• Prompt a: Decide whether each statement agrees with the Beyla issue report, answering yes or no and quoting the deciding words of the report: (i) At first, traces from the valkey-cart container carried a service name that included the namespace and deployment type; (ii) the tagging information was lost within the first hour of running; (iii) the problem went away without any restart.

• Source excerpt:
--*--
K8s namespace and deployment type information lost when previous pod exits

I'm observing a somewhat similar situation to https://github.com/grafana/beyla/issues/1228 in a test opentelemetry-demo deployment + Beyla. 

Rough timeline:

- Beyla starts (privileged container)
- otel demo starts, amongst other things a `valkey-cart` container
- initially traces from this container result in traces with `service.name == "otel-demo/Deployment/valkey-cart"`
- after quite a long time (I believe around 1-2 days) of uninterrupted running from both processes, Beyla appeared to "lose" the tagging information, and spans were sent with `service.name == "valkey-cart"`
- this persisted until the otel-demo deployment was fully restarted.
--*--
• Prompt b: Rewrite the records from the line with "In this exercise you will pick out the broken" up to and including the line with "Target: rubble pile", substituting "marker" for "dot" and leaving everything else unchanged. Give only those lines.

• Entries provided:
--*--
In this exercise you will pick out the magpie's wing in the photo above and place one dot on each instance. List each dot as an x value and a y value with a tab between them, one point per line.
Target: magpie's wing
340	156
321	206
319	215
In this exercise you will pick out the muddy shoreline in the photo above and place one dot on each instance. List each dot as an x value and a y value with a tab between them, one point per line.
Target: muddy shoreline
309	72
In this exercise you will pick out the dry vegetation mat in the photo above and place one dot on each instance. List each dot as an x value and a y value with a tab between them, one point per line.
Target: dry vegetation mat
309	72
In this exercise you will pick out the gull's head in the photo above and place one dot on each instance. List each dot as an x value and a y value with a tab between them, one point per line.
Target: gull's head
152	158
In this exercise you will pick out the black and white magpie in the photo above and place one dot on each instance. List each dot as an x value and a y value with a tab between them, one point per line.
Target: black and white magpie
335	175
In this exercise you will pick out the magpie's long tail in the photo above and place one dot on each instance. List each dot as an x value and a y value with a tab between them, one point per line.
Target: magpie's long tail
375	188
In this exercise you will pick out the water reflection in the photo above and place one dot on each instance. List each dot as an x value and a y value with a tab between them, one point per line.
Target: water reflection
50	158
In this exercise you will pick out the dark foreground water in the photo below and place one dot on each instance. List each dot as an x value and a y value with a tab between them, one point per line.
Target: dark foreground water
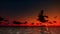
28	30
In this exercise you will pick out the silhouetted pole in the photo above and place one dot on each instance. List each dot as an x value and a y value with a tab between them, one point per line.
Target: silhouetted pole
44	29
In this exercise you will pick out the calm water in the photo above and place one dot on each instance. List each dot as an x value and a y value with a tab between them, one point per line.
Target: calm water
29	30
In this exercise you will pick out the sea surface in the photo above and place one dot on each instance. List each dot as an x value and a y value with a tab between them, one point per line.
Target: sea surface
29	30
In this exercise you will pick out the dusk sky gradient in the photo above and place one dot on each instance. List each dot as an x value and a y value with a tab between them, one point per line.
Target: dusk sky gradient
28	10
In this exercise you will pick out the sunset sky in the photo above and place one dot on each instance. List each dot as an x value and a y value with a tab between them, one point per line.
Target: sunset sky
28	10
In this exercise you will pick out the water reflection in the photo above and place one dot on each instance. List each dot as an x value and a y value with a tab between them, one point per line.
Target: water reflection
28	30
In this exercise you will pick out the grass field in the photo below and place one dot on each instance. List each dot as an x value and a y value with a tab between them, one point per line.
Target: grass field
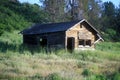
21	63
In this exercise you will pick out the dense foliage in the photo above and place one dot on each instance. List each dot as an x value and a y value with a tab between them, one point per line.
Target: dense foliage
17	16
--*--
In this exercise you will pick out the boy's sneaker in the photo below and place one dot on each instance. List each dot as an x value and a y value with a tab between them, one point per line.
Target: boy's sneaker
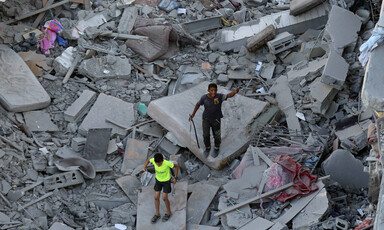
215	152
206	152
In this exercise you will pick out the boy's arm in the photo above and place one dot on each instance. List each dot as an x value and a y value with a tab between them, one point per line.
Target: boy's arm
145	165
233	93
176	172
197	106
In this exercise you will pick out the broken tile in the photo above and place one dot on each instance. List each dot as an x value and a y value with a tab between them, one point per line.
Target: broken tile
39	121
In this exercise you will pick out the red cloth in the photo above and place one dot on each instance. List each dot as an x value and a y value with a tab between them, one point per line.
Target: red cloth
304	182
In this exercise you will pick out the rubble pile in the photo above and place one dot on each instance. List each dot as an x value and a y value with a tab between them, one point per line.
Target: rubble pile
--*--
• Output a:
(i) Yes: "initially traces from this container result in traces with `service.name == "otel-demo/Deployment/valkey-cart"`"
(ii) No: "after quite a long time (I believe around 1-2 days)"
(iii) No: "this persisted until the otel-demo deployment was fully restarted."

• Output b:
In this exercise you will pick out the broken tile in the photo above and place one marker on each instance. List each marker as an x value and a y value with a tab between them, one point per line.
Target: broken tile
39	121
In this exercise you will pick out the red cloth in the photo above and place one marker on each instance. List each marker as an x value and a y value with a tab between them, one point per line.
Target: red cloth
304	182
In this exercise you will pick out the rubble pile in the photo above and place one marker on each instance. List each marker as an x value and a y value with a tab between them, one point per line.
Target: rubble pile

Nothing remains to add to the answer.